● PROVIDED TEXT
== Segment start ==
If you are married or in a common-law partnership, the Canada Revenue Agency (CRA) requires you to report your relationship status and information about your partner on your tax return. As a couple, you don’t file your taxes together. However, you can harmonize the information on your tax return to help decrease your taxes or increase your refund.
If you are married by the last day of the tax year for which you are filing, the CRA will consider you as married for the entire year. However, because the CRA recognizes common-law couples, you may have to file your taxes as a couple even before your wedding day if you already live together.
For tax purposes, the CRA considers anyone who has lived together for at least 12 continuous months to be common-law partners. If you haven’t lived together that long, you are still considered part of a common-law relationship if you have a child together, or if one of you supports and lives with the other’s child.
== Segment end ==
● MATERIAL PROVIDED
== Segment start ==
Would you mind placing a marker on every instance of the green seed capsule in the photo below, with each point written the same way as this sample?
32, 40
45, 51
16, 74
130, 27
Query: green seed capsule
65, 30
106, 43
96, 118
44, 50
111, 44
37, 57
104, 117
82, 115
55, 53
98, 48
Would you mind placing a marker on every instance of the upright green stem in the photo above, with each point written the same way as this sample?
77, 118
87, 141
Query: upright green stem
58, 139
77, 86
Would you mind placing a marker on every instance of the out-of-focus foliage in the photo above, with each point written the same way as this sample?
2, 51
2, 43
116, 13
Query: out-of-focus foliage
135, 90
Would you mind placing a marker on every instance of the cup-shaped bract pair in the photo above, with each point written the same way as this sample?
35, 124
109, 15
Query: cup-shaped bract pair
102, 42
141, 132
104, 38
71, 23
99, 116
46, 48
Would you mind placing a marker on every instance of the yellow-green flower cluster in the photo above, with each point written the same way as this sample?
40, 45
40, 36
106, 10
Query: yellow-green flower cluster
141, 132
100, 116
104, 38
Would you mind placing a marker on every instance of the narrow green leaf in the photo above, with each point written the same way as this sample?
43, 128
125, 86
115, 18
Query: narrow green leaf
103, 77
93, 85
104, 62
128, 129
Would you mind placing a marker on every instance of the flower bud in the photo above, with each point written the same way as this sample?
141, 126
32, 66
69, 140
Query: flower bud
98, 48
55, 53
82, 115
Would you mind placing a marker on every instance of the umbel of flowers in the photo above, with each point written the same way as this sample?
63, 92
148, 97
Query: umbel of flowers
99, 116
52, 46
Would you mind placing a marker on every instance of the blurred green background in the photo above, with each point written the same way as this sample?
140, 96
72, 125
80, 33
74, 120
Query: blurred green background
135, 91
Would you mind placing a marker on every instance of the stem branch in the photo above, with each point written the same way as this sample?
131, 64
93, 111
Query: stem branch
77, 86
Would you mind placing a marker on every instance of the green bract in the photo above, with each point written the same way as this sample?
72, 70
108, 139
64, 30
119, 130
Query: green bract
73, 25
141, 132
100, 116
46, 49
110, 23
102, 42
== Segment end ==
● ASSIGNMENT 1
Using the text on filing taxes as a couple, list every circumstance in which the CRA treats two people as common-law partners.
● ASSIGNMENT 2
Answer these questions from the text on filing taxes as a couple:
(a) What must a married or common-law person report on a tax return?
(b) How does the CRA treat someone who is married by the last day of the tax year?
(c) What is the minimum period of continuous living together for common-law status?
● ASSIGNMENT 3
Write the next part of the text on filing taxes as a couple, picking up after its last sentence.

● EXERCISE ANSWER 1
- They have lived together for at least 12 continuous months.
- They have a child together.
- One of them supports and lives with the other's child.

● EXERCISE ANSWER 2
(a) Their relationship status and information about their partner.
(b) The CRA considers them married for the entire year.
(c) 12 continuous months.

● EXERCISE ANSWER 3
Filing Taxes as a Couple
In the information section of your return, the CRA prompts you to note your marital status. It also requests the name of your spouse or partner, social insurance number, net income, and information about benefits received and repaid. The CRA requires this information because your marital status can affect common income-based benefits.
Notifying the CRA of Your Marriage
You shouldn’t wait until when your tax return is due to notify the CRA of your marriage. The agency requires you to report your marriage by the end of the month following the month of your wedding. This allows the CRA to recalculate your benefits as soon as possible.
You can change your status online using the Change My Marital Status feature on the CRA’s My Account online service. Alternatively, you can fill out Form RC65 and mail it to the CRA.
Marital Effect on Benefits
Marriage may cause a change to benefits payment such as the Working Income Tax Benefit. Income-tested benefits especially such as the Canada Child Benefit will likely be affected. The potential effect varies so once you’ve updated your marital status, it’s a good idea to contact CRA to find out if you’ll need to take any additional steps to avoid a delay in payments.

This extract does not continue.